Reproduce everything in the records below, from the line containing "like [285, 99]." down to the last line of the records.

-- Start of Entries shown --

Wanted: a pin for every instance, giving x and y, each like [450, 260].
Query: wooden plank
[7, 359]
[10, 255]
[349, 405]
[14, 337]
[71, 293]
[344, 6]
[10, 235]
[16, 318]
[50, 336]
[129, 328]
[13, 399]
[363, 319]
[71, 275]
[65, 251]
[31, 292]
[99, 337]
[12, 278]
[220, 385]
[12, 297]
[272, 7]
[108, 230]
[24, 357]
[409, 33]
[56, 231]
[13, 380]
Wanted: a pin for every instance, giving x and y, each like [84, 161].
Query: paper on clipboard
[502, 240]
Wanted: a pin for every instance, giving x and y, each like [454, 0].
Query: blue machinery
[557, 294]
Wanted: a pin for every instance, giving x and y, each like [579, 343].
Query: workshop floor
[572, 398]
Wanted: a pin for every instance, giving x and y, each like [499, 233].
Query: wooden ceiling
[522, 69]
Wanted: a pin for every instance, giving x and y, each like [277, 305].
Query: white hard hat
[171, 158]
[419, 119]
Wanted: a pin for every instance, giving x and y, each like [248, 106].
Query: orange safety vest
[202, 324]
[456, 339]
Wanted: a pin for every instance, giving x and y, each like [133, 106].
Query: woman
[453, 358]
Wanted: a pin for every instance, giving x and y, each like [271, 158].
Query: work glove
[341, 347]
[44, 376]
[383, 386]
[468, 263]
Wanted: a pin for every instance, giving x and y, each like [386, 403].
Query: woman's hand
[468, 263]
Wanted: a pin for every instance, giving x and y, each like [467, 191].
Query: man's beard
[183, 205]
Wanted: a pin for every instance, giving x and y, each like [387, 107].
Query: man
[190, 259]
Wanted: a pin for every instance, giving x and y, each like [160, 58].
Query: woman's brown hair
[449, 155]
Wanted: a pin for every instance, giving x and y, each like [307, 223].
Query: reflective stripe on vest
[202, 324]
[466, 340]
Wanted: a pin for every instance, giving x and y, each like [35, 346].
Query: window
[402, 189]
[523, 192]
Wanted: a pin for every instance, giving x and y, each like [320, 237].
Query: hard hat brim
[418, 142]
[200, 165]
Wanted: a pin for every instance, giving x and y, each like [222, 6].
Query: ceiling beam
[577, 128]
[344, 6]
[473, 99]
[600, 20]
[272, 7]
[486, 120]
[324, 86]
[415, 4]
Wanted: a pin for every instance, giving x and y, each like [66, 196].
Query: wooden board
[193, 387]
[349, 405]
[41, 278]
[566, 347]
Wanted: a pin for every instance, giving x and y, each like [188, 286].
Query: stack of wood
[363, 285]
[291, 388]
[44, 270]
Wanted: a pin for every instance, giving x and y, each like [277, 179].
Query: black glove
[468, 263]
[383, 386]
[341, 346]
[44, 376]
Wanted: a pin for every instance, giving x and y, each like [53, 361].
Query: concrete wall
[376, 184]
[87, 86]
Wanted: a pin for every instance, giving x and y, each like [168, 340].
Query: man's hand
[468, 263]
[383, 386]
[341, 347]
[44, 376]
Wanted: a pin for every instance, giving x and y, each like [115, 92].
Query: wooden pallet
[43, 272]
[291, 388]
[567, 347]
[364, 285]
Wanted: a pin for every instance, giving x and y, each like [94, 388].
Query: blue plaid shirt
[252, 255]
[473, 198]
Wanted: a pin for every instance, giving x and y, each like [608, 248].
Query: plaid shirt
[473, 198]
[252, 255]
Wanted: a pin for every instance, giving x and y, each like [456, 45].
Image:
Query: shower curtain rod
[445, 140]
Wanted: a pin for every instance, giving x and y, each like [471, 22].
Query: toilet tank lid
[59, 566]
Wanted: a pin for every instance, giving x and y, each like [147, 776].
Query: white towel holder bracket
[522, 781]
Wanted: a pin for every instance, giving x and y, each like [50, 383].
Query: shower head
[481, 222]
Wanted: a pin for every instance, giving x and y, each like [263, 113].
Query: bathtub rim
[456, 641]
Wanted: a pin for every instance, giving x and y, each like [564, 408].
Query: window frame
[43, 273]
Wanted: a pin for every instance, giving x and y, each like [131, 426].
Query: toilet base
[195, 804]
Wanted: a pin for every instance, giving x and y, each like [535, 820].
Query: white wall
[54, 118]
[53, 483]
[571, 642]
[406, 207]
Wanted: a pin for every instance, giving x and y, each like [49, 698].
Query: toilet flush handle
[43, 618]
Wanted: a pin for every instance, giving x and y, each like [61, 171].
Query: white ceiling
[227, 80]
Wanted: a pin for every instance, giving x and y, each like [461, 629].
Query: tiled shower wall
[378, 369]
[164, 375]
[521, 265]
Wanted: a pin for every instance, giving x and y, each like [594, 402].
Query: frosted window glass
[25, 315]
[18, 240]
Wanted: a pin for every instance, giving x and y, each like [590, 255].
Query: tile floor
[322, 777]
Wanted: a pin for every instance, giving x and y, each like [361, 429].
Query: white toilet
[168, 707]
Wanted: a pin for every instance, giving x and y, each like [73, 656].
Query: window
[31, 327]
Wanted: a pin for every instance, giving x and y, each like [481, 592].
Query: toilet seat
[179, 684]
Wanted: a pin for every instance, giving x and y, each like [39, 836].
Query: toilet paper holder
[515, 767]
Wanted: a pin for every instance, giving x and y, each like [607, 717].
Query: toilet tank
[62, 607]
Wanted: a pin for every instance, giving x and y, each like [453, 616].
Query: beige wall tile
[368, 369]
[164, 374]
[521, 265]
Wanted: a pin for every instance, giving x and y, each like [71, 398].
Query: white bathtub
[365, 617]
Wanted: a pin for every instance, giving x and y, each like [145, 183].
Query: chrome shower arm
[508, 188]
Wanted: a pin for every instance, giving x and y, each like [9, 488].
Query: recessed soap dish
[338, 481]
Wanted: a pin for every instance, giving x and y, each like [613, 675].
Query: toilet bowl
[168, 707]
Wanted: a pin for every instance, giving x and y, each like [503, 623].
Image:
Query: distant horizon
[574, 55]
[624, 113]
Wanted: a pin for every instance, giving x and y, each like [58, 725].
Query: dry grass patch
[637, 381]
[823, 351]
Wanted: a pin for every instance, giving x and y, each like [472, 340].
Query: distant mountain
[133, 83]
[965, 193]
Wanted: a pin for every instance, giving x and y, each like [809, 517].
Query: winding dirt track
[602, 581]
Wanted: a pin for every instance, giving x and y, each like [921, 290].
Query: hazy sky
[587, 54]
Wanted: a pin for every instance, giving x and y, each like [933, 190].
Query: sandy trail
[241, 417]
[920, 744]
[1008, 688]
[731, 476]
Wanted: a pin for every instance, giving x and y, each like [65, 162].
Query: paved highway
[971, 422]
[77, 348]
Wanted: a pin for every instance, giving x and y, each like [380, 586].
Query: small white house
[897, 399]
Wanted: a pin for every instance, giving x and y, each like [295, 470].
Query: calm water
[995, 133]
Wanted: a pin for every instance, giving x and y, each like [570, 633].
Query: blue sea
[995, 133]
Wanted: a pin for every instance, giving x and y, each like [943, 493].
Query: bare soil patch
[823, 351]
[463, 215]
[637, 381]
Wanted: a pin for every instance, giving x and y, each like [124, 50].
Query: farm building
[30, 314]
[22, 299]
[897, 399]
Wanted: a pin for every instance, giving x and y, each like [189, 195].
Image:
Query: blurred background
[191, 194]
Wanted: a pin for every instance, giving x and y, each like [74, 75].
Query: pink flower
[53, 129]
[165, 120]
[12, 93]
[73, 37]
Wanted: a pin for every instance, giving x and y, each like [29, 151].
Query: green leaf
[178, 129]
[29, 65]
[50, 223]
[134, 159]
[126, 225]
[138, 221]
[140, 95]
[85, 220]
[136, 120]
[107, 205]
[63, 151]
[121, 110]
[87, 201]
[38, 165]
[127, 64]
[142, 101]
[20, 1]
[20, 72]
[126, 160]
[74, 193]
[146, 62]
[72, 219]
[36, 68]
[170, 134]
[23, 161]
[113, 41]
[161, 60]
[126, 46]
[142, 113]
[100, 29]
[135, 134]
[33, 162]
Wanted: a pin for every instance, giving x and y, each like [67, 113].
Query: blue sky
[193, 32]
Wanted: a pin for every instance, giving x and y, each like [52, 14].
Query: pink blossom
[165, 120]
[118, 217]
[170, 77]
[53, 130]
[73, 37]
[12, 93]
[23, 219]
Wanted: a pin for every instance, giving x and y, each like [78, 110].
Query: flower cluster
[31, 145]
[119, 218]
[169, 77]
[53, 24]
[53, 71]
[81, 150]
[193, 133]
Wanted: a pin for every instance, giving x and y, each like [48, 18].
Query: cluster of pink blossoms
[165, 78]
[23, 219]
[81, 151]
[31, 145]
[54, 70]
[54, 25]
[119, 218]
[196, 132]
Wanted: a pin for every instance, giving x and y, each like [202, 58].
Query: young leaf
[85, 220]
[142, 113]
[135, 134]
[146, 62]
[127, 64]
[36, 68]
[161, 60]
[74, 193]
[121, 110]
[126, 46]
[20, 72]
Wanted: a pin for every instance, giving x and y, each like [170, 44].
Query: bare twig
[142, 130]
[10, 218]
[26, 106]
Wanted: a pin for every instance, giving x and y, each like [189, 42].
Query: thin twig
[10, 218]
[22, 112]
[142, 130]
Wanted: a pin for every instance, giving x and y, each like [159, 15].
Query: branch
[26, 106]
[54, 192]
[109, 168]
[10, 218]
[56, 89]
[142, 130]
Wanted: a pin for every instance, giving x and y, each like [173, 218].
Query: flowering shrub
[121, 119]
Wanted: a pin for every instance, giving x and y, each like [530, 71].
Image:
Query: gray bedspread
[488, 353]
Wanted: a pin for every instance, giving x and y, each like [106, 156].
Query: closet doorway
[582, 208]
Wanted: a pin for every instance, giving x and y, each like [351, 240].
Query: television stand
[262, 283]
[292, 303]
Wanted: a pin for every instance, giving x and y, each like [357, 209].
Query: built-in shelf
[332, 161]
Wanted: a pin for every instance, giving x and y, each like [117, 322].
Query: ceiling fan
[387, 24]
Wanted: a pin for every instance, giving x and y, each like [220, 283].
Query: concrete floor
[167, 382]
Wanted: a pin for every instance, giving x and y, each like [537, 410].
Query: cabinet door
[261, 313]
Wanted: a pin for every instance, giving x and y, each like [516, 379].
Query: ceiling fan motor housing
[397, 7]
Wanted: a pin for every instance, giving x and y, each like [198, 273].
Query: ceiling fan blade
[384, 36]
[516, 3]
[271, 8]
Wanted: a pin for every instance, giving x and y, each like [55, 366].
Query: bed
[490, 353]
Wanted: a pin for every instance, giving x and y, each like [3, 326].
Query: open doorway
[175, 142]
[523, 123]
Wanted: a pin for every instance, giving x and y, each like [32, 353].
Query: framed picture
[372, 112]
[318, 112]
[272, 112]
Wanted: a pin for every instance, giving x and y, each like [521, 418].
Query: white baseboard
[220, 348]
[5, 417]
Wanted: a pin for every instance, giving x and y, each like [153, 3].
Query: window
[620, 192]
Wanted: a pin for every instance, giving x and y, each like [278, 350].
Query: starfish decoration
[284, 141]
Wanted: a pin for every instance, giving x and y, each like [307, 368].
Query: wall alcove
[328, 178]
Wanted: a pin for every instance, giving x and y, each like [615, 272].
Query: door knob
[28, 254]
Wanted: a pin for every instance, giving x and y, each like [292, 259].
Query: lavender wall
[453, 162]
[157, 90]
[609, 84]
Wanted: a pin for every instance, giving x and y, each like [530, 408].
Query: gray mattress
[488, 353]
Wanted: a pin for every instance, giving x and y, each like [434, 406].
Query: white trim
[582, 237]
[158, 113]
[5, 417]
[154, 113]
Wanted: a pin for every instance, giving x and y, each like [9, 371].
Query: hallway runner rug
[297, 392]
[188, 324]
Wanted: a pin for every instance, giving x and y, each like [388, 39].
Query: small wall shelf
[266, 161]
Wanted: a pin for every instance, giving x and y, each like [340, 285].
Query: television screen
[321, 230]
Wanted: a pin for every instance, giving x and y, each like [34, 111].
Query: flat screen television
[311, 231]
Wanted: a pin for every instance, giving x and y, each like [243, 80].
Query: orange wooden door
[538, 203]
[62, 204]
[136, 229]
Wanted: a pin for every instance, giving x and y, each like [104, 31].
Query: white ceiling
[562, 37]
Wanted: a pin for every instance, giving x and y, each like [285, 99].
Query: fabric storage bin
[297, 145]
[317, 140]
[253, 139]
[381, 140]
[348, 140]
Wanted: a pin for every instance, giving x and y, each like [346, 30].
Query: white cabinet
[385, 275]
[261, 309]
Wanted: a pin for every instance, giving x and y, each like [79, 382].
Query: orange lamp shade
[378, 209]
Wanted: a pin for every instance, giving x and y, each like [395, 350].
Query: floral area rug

-- End of Entries shown --

■ **Task result**
Wanted: a pin for every instance, giving x and y, each like [285, 99].
Query: fabric storage bin
[297, 145]
[317, 140]
[253, 139]
[381, 140]
[348, 140]
Wanted: a pin for every instance, giving x and y, each like [346, 30].
Query: white cabinet
[385, 275]
[261, 309]
Wanted: a pin for every instance, giving x and y, each like [79, 382].
Query: orange lamp shade
[378, 209]
Wanted: a pin for every instance, giving x and y, each like [395, 350].
Query: floral area rug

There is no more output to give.